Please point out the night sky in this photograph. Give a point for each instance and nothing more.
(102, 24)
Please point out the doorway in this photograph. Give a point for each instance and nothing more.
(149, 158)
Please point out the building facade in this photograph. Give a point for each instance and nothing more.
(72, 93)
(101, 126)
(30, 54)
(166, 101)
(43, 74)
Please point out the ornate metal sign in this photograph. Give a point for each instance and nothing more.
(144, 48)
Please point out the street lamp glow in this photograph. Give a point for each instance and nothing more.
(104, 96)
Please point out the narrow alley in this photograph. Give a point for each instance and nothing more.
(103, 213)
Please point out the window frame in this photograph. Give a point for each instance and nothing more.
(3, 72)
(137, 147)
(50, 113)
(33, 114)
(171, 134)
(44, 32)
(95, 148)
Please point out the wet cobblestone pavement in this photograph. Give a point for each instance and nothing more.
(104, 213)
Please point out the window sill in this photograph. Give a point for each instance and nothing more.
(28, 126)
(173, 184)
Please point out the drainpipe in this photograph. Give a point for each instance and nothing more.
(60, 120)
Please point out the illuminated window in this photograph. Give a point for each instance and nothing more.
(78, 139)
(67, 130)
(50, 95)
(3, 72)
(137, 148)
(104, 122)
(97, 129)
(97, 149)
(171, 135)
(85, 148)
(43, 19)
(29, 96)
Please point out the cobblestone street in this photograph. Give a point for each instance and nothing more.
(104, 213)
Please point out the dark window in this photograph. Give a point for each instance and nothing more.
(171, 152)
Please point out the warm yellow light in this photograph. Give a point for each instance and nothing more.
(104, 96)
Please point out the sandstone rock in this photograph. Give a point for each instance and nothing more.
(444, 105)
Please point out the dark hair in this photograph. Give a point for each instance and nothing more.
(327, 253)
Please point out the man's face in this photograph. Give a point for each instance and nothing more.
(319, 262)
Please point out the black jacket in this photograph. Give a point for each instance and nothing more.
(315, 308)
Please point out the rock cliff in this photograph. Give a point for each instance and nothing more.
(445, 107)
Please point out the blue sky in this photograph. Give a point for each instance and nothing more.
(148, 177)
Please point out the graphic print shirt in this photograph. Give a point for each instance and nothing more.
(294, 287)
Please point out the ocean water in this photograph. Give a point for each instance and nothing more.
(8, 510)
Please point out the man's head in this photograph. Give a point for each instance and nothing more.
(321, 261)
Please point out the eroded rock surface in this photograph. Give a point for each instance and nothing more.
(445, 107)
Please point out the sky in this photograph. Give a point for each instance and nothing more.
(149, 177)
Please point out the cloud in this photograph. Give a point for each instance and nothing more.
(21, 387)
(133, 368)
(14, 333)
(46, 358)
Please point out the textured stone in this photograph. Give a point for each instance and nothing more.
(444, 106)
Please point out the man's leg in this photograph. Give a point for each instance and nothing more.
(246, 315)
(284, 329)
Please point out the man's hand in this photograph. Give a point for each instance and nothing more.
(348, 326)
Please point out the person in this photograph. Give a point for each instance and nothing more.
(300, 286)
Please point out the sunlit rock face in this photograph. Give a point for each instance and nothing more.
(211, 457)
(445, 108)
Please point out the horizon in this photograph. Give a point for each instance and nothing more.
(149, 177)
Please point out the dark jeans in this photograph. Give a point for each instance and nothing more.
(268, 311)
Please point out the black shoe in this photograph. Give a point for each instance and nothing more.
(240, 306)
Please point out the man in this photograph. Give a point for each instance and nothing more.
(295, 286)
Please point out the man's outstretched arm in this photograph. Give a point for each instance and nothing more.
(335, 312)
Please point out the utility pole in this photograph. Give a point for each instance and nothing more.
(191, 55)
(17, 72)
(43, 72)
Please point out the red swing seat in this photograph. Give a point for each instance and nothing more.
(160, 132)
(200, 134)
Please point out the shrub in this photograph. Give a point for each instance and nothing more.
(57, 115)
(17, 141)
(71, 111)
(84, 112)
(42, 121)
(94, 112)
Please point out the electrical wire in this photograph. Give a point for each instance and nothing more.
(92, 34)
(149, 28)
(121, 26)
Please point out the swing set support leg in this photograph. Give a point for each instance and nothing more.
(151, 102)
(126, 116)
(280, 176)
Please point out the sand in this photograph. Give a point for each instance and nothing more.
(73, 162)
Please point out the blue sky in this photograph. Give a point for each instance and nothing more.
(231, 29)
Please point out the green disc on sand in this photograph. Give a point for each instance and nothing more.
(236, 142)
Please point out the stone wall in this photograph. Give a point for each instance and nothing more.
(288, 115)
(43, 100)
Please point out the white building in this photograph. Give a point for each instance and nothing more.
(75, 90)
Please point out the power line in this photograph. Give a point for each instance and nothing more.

--------------------

◆ **CHALLENGE**:
Starting at the line that contains "Please point out the sunlit", copy each line exactly through the end of the listing above. Include that first line and the last one, and add nothing.

◆ **RESULT OF THE EXERCISE**:
Please point out the sunlit rock face in this photograph. Give a point for each instance and nothing more.
(211, 457)
(445, 108)
Please point out the horizon in this photograph. Give a point for each instance and nothing more.
(149, 177)
Please point out the dark jeans in this photograph. Give a point for each instance and nothing more.
(268, 311)
Please point out the black shoe in this photograph. Give a point for each instance and nothing more.
(240, 306)
Please point out the man in this photograph. Give a point for each instance and nothing more.
(295, 286)
Please point out the man's outstretched arm in this photograph. Give a point for each instance and nothing more.
(335, 312)
Please point out the utility pole in this photograph. Give a point for each instance and nothing more.
(191, 55)
(17, 72)
(43, 72)
Please point out the red swing seat in this photograph. Give a point for each instance and nothing more.
(160, 132)
(200, 134)
Please point out the shrub in this photograph. Give a point for each instance and nothing more.
(57, 115)
(17, 141)
(71, 111)
(84, 112)
(42, 121)
(94, 112)
Please point out the electrical wire in this photograph. Give a point for each instance and nothing more.
(92, 34)
(149, 28)
(121, 26)
Please point out the swing set support leg in this photograph. Give a point for each instance and nothing more.
(151, 102)
(126, 116)
(280, 176)
Please point out the sand in this photograph. Give a point for each instance and nothing more.
(73, 162)
Please point out the blue sky in this photograph. Give a point for each instance and nothing more.
(231, 29)
Please point out the green disc on sand in this photograph. Give a point for each instance and nothing more.
(236, 142)
Please point out the stone wall in this photograph. Give a point for each instance and nothing more.
(288, 115)
(43, 100)
Please point out the white building in this photograph. Give a point for each instance and nothing more.
(75, 90)
Please point out the power line in this photograph. Give a point for each instance and nothing more.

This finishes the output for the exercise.